Avant d'être désignée
par ses détracteurs
comme l'une des personnes
les plus dangereuses d'Amérique,
une jeune fille du nom
d'Emma Goldman
se trouvait à un
spectacle de danse.
Bien qu'étant une activiste politique
participant à l'événement pour
rallier du soutien à sa cause
elle aimait aussi
la danse,
si bien que l'un de ses alliés
la prit à part
pour critiquer son caractère frivole
et son manque de dignité.
Après tout, une activiste sérieuse
devrait-elle se montrer
s'amusant autant ?
Furieuse contre cette
interruption,
Goldman dit au jeune homme
de s'occuper de ses affaires,
car la liberté pour laquelle
elle se battait
ne consistait pas à "s'empêcher
de vivre ou d'être heureux"

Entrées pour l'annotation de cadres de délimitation
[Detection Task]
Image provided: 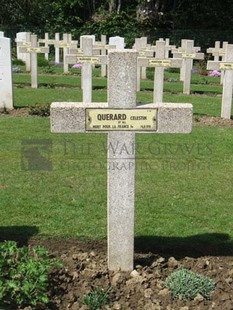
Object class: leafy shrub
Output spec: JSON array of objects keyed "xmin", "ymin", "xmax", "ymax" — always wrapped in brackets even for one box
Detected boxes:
[
  {"xmin": 83, "ymin": 288, "xmax": 110, "ymax": 310},
  {"xmin": 0, "ymin": 241, "xmax": 61, "ymax": 306},
  {"xmin": 164, "ymin": 268, "xmax": 215, "ymax": 300},
  {"xmin": 28, "ymin": 103, "xmax": 50, "ymax": 116}
]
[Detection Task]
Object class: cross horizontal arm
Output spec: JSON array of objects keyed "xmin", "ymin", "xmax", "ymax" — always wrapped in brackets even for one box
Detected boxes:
[
  {"xmin": 65, "ymin": 54, "xmax": 108, "ymax": 65},
  {"xmin": 207, "ymin": 60, "xmax": 220, "ymax": 70},
  {"xmin": 50, "ymin": 102, "xmax": 193, "ymax": 133},
  {"xmin": 173, "ymin": 52, "xmax": 205, "ymax": 60},
  {"xmin": 138, "ymin": 57, "xmax": 182, "ymax": 68},
  {"xmin": 19, "ymin": 46, "xmax": 49, "ymax": 54}
]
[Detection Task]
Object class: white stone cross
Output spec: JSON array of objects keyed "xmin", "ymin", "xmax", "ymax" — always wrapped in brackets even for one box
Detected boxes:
[
  {"xmin": 206, "ymin": 41, "xmax": 222, "ymax": 61},
  {"xmin": 54, "ymin": 33, "xmax": 78, "ymax": 73},
  {"xmin": 0, "ymin": 37, "xmax": 13, "ymax": 110},
  {"xmin": 138, "ymin": 40, "xmax": 182, "ymax": 102},
  {"xmin": 173, "ymin": 40, "xmax": 205, "ymax": 95},
  {"xmin": 207, "ymin": 44, "xmax": 233, "ymax": 119},
  {"xmin": 65, "ymin": 37, "xmax": 107, "ymax": 103},
  {"xmin": 38, "ymin": 32, "xmax": 59, "ymax": 62},
  {"xmin": 50, "ymin": 49, "xmax": 192, "ymax": 271},
  {"xmin": 133, "ymin": 37, "xmax": 154, "ymax": 91},
  {"xmin": 19, "ymin": 35, "xmax": 49, "ymax": 88},
  {"xmin": 206, "ymin": 41, "xmax": 228, "ymax": 84},
  {"xmin": 15, "ymin": 32, "xmax": 31, "ymax": 72},
  {"xmin": 93, "ymin": 34, "xmax": 116, "ymax": 77}
]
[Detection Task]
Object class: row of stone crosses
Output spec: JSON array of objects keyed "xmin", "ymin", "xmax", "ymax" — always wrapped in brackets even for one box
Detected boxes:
[{"xmin": 0, "ymin": 32, "xmax": 233, "ymax": 119}]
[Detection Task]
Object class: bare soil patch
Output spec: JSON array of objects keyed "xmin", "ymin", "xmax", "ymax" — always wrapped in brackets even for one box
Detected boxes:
[{"xmin": 26, "ymin": 240, "xmax": 233, "ymax": 310}]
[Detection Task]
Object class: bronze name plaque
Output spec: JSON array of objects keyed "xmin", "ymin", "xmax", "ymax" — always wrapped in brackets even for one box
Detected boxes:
[{"xmin": 86, "ymin": 108, "xmax": 157, "ymax": 131}]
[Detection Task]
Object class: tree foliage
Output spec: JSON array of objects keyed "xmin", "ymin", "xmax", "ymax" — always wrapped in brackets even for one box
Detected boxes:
[{"xmin": 0, "ymin": 0, "xmax": 233, "ymax": 46}]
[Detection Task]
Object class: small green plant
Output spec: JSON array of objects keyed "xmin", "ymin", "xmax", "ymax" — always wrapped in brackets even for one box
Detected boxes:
[
  {"xmin": 83, "ymin": 287, "xmax": 111, "ymax": 310},
  {"xmin": 0, "ymin": 241, "xmax": 61, "ymax": 307},
  {"xmin": 28, "ymin": 103, "xmax": 50, "ymax": 116},
  {"xmin": 164, "ymin": 268, "xmax": 215, "ymax": 300},
  {"xmin": 194, "ymin": 114, "xmax": 201, "ymax": 122}
]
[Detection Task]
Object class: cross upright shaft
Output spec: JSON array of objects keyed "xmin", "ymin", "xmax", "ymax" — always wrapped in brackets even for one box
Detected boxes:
[{"xmin": 108, "ymin": 50, "xmax": 137, "ymax": 270}]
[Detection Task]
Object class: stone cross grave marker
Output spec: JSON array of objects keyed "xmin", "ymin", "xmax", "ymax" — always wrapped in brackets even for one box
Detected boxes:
[
  {"xmin": 19, "ymin": 35, "xmax": 49, "ymax": 88},
  {"xmin": 38, "ymin": 32, "xmax": 59, "ymax": 62},
  {"xmin": 109, "ymin": 36, "xmax": 125, "ymax": 50},
  {"xmin": 220, "ymin": 42, "xmax": 228, "ymax": 85},
  {"xmin": 93, "ymin": 35, "xmax": 116, "ymax": 77},
  {"xmin": 54, "ymin": 33, "xmax": 78, "ymax": 73},
  {"xmin": 171, "ymin": 39, "xmax": 201, "ymax": 82},
  {"xmin": 0, "ymin": 37, "xmax": 13, "ymax": 110},
  {"xmin": 207, "ymin": 44, "xmax": 233, "ymax": 119},
  {"xmin": 65, "ymin": 37, "xmax": 107, "ymax": 103},
  {"xmin": 138, "ymin": 40, "xmax": 182, "ymax": 102},
  {"xmin": 206, "ymin": 41, "xmax": 221, "ymax": 61},
  {"xmin": 51, "ymin": 49, "xmax": 192, "ymax": 271},
  {"xmin": 133, "ymin": 37, "xmax": 154, "ymax": 91},
  {"xmin": 173, "ymin": 40, "xmax": 204, "ymax": 95},
  {"xmin": 15, "ymin": 32, "xmax": 31, "ymax": 72},
  {"xmin": 206, "ymin": 41, "xmax": 228, "ymax": 84}
]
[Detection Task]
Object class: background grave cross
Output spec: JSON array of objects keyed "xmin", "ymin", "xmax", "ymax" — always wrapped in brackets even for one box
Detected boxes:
[
  {"xmin": 0, "ymin": 37, "xmax": 13, "ymax": 110},
  {"xmin": 19, "ymin": 35, "xmax": 49, "ymax": 88},
  {"xmin": 207, "ymin": 44, "xmax": 233, "ymax": 119},
  {"xmin": 51, "ymin": 50, "xmax": 192, "ymax": 271},
  {"xmin": 138, "ymin": 40, "xmax": 182, "ymax": 102},
  {"xmin": 65, "ymin": 37, "xmax": 107, "ymax": 103},
  {"xmin": 173, "ymin": 40, "xmax": 204, "ymax": 95},
  {"xmin": 38, "ymin": 32, "xmax": 56, "ymax": 60}
]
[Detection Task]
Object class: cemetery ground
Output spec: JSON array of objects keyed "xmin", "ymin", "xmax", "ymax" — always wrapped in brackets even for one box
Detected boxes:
[{"xmin": 0, "ymin": 61, "xmax": 233, "ymax": 310}]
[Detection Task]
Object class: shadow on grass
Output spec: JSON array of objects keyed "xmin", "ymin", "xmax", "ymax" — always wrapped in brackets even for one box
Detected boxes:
[
  {"xmin": 135, "ymin": 233, "xmax": 233, "ymax": 259},
  {"xmin": 0, "ymin": 226, "xmax": 39, "ymax": 246}
]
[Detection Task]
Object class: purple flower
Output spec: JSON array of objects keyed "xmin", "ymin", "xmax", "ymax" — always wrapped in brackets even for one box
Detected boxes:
[
  {"xmin": 208, "ymin": 70, "xmax": 221, "ymax": 76},
  {"xmin": 72, "ymin": 64, "xmax": 82, "ymax": 69}
]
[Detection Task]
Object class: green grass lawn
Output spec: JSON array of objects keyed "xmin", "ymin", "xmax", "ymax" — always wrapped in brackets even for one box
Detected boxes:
[{"xmin": 0, "ymin": 66, "xmax": 233, "ymax": 252}]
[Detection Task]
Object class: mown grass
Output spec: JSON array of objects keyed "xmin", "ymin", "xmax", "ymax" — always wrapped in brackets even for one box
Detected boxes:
[{"xmin": 0, "ymin": 64, "xmax": 233, "ymax": 251}]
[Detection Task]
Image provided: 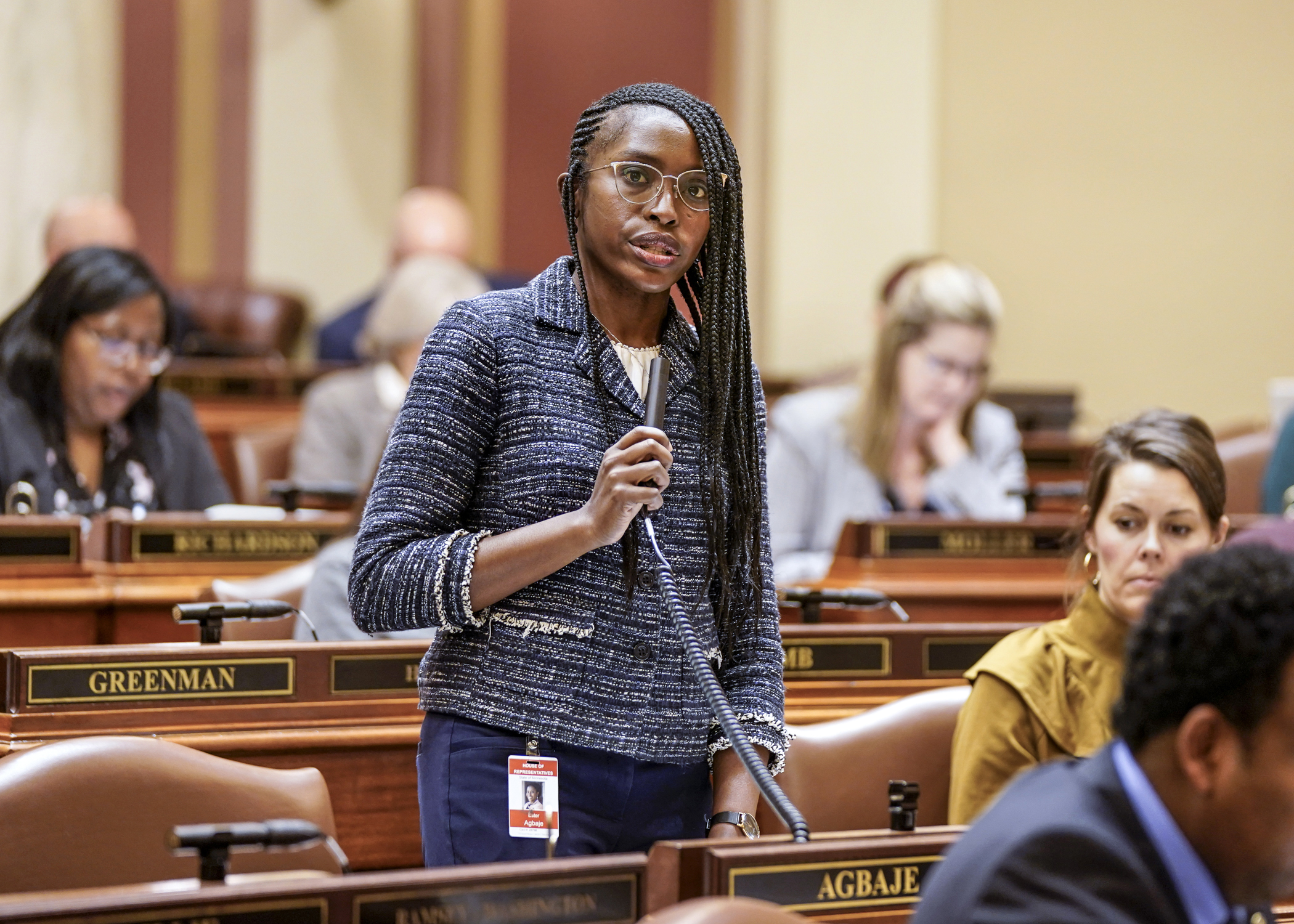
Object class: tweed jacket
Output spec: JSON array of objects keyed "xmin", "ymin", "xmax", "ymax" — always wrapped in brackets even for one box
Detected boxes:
[{"xmin": 351, "ymin": 257, "xmax": 787, "ymax": 770}]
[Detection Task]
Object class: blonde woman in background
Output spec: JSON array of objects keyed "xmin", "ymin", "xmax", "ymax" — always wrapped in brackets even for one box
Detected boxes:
[
  {"xmin": 768, "ymin": 257, "xmax": 1026, "ymax": 583},
  {"xmin": 291, "ymin": 254, "xmax": 489, "ymax": 488}
]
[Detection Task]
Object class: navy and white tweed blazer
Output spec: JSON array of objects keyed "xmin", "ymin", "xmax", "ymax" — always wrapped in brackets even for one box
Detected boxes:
[{"xmin": 349, "ymin": 257, "xmax": 787, "ymax": 770}]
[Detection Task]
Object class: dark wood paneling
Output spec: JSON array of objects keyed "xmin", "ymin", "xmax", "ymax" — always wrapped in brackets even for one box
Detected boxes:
[
  {"xmin": 501, "ymin": 0, "xmax": 714, "ymax": 273},
  {"xmin": 121, "ymin": 0, "xmax": 179, "ymax": 275}
]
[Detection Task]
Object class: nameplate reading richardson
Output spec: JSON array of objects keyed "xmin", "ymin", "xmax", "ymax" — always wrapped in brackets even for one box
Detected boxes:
[
  {"xmin": 328, "ymin": 655, "xmax": 422, "ymax": 695},
  {"xmin": 131, "ymin": 527, "xmax": 334, "ymax": 562},
  {"xmin": 20, "ymin": 898, "xmax": 327, "ymax": 924},
  {"xmin": 781, "ymin": 638, "xmax": 890, "ymax": 681},
  {"xmin": 0, "ymin": 525, "xmax": 80, "ymax": 564},
  {"xmin": 868, "ymin": 523, "xmax": 1068, "ymax": 557},
  {"xmin": 728, "ymin": 856, "xmax": 943, "ymax": 911},
  {"xmin": 27, "ymin": 657, "xmax": 296, "ymax": 705},
  {"xmin": 352, "ymin": 876, "xmax": 638, "ymax": 924}
]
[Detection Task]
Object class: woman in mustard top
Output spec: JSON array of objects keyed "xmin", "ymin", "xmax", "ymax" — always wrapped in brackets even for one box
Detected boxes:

- [CONSIGNE A]:
D'après le texte choisi, à quel événement se trouvait la jeune Emma Goldman ?
- [CONSIGNE B]:
Résumez le texte choisi en deux phrases.
- [CONSIGNE C]:
Réécrivez le passage du texte choisi qui commence par "Bien qu'étant une" et va jusqu'à "s'amusant autant ?", en remplaçant "activiste" par "militante".

- [RÉPONSE RÉDIGÉE A]:
Elle se trouvait à un spectacle de danse.

- [RÉPONSE RÉDIGÉE B]:
Activiste politique venue à un spectacle de danse pour rallier du soutien à sa cause, Emma Goldman aimait aussi danser, et l'un de ses alliés lui reprocha son caractère frivole et son manque de dignité. Furieuse, elle lui dit de s'occuper de ses affaires, car la liberté pour laquelle elle se battait ne consistait pas à s'empêcher de vivre ou d'être heureux.

- [RÉPONSE RÉDIGÉE C]:
Bien qu'étant une militante politique
participant à l'événement pour
rallier du soutien à sa cause
elle aimait aussi
la danse,
si bien que l'un de ses alliés
la prit à part
pour critiquer son caractère frivole
et son manque de dignité.
Après tout, une militante sérieuse
devrait-elle se montrer
s'amusant autant ?